TASK DIRECTIONS ▸ Omit images. Retype all entries verbatim.

RECORDS SHOWN ▸

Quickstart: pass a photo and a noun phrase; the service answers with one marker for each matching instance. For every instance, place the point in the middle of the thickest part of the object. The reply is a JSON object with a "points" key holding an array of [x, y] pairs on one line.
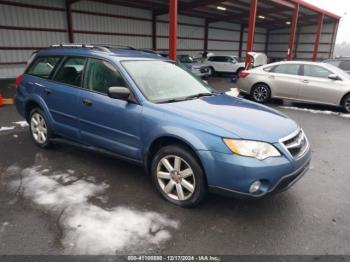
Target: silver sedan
{"points": [[303, 81]]}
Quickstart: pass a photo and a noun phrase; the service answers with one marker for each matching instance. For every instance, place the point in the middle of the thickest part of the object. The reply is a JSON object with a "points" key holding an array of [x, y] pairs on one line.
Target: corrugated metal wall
{"points": [[27, 30], [27, 25], [304, 43]]}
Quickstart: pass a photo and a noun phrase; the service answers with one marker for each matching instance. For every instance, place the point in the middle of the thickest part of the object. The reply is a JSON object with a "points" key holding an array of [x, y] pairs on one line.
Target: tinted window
{"points": [[161, 80], [101, 75], [43, 66], [291, 69], [71, 71], [316, 71], [345, 65]]}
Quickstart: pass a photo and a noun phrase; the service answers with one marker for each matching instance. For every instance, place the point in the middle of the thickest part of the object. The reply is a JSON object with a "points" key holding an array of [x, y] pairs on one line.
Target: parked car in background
{"points": [[225, 64], [194, 65], [152, 112], [303, 81], [341, 62]]}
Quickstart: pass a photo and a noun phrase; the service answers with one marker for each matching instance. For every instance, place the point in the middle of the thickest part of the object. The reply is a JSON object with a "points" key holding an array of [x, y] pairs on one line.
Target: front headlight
{"points": [[256, 149]]}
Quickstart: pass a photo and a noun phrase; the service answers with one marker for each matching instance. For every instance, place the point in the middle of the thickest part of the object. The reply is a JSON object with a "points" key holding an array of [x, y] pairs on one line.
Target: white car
{"points": [[297, 80], [225, 64]]}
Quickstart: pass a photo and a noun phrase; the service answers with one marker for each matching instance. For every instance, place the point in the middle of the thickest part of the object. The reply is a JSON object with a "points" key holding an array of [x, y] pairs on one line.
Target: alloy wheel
{"points": [[175, 177], [39, 128], [260, 93]]}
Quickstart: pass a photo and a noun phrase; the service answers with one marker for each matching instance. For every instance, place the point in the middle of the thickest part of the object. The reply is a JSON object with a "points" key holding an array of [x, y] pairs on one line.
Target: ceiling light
{"points": [[221, 8]]}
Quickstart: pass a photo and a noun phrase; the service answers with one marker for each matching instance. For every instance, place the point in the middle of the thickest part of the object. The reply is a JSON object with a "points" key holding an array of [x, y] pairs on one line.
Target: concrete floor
{"points": [[313, 217]]}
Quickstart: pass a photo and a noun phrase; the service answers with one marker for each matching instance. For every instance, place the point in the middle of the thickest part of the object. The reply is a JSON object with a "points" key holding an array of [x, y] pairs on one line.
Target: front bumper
{"points": [[282, 185], [231, 174]]}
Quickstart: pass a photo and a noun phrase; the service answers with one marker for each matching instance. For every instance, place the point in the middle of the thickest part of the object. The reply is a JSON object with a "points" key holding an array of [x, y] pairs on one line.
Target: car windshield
{"points": [[163, 81], [185, 59]]}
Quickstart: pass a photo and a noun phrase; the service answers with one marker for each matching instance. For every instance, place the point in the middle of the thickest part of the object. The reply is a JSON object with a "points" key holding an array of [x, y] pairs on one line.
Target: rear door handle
{"points": [[87, 102]]}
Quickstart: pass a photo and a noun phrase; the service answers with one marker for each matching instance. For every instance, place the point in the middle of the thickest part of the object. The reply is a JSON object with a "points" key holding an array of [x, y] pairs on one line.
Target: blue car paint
{"points": [[129, 129]]}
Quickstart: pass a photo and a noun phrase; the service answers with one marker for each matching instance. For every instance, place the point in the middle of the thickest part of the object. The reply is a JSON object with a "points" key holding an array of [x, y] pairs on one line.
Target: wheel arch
{"points": [[167, 140], [342, 99]]}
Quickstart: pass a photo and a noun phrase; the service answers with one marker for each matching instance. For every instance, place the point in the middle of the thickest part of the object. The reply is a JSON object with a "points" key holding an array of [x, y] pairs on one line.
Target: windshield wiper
{"points": [[199, 95], [172, 100]]}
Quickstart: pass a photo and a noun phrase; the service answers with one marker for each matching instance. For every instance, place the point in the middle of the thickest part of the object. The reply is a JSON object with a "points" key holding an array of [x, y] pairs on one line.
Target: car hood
{"points": [[195, 65], [241, 118]]}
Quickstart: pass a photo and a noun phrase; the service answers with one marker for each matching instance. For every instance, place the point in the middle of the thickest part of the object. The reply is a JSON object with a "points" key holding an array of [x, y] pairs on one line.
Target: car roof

RESULT ▸
Quickstart: pass a photo and a noun phrase; the service answers with one marker for each matching instance. For every instance, place the point in the middle of the thickest part of the object. The reply is a JSON object with a "points" key holding an array of [x, y] pairs on one line.
Target: silver sedan
{"points": [[303, 81]]}
Quickstart: pass a photo and a noun phrase; the service answers with one marker for each matching instance. For every instance, place the point in the middle of the thickest part of the object. The reply is a JSON object with a "points" key holding an array of [x, y] pairs on one line.
Target: corrugated metal wall
{"points": [[27, 30], [27, 25], [304, 43]]}
Quickstart: pass a photo and a noun phrase; the service answers with one marker for each matching instance. For every instance, place the point in the middle of the thickest part of the object. The reply is a JSON object with a "points" key holding an array of [x, y] pairs on one line.
Target: tinted window
{"points": [[161, 80], [101, 75], [43, 66], [291, 69], [71, 71], [316, 71], [345, 65]]}
Quickstart: pass a photo and a noun phrase; the service answers with one marker for each matching instance. For every instance, place the point in the middle of the thickest part of the object. The reply is a JSON object with a "points" key holding an array of [x, y] pairs on one line.
Target: parked car in background
{"points": [[225, 64], [194, 65], [152, 112], [303, 81], [341, 62]]}
Quickstart: pass a photo and a noun phrase; the service answers with one marker for each matching instance. For every instance, place the point in the middle of the thickest part of the object. The reply is a JSON object with a "points" key holding an array of [x, y] pairs on one line.
Target: front headlight
{"points": [[256, 149]]}
Quickstart: pass a photo and a noun phrase; the service answers with one marker for each matching instance. For every instance, place the point in the middle of the thickest part of the object. The reply is a JSON object with a "points" key holding an array of [x, y] pairs on one line.
Target: white car
{"points": [[297, 80], [225, 64]]}
Quickstart: pass a photo and a noun phrase; the service answers with one marker for each matching instance. For every instance, place the point in the middle of the thickest part of the object. The reply is a JSON object with a "points" key holding an array of [x, y] pairs on one line.
Target: alloy wheel
{"points": [[175, 177], [39, 128], [260, 93]]}
Quickstart: pass a photo and a noun phrase; the service answers with one marker for each matching instance. For every instance, place the point in the middle of the thickest part of the object. The reply is a JSON object with a "points" key holding an array of [x, y] pairs on one line.
Target: ceiling light
{"points": [[221, 8]]}
Quickstart: pass a photo and a noun phrase; the service answers with one marker for each matching instance. For every instance, place the point in the middle of the thickest part of the object. The reply is a JSON object with a "points" key holding an array of [x, y] pairs on one line.
Target: concrete floor
{"points": [[313, 217]]}
Quickstart: pass a photo and a noun phrase; the service answers with one marker for each matching instance. For every instance, place the point in the middle of the thickest part of the object. The reply is a JSON object with a "points" key holding an array of [x, y] pairs on one line.
Target: front bumper
{"points": [[282, 185], [231, 174]]}
Quickstart: pass a photo and a noun phrase; the service answers with one marker for each matching instance. For every instance, place the point in the middle of the thickest part of the object. The reply is a JSON object with a "points" key holding an array of [x, y] pairs on one line.
Target: car windshield
{"points": [[163, 81], [185, 59]]}
Quickstart: pass a photo and a noun phrase; the service answers with one marker for each matching instance. For every instance, place the point in the middle of the thickest part of the object. The reply is a JSON object with a "points" key holding an array of [x, y] pairs on one line.
Target: rear door handle
{"points": [[87, 102]]}
Quickstart: pass a photo and a noun phrase; the service answers with one marker for each matching instance. For every instance, place the point in the middle of the thickest part of the object. The reply is a JSON object with a "points" key holding an array of [x, y] pairs on one line.
Target: blue car paint
{"points": [[129, 129]]}
Quickstart: pass a photo and a noun phrase; the service answers with one marker for each matching instance. For every instance, place the point in the middle of the thickest part of the object. The reply is a JSON object with a "points" key holding an array of [x, y] pairs on one line.
Target: wheel arch
{"points": [[167, 140], [342, 99]]}
Quickstart: pass a photo and a noun phrase; the service answers with one marker for each matching instance. For every instance, place the point in the middle of the thickest part of the object. The reply is a JSON object with a "points" key holding an array of [x, y] pairs on one line.
Target: windshield wiper
{"points": [[199, 95], [172, 100]]}
Quickstart: pass a photo and a noun phrase; the service answers with one marker for each matching instance. For every instance, place the point in the middle of the thickest part of the object. The reply is a JSON object with a "points" key holding an array of [x, y] pairs on one line.
Target: car hood
{"points": [[195, 65], [241, 118]]}
Quickstart: pass a photo and a noun phrase; the service answers with one marker for each matching instance. For every instance, place the point in the middle of the thickest part of the object. The reply is a JSON object with a "points" key holding an array of [x, y] pairs on one line.
Target: car roof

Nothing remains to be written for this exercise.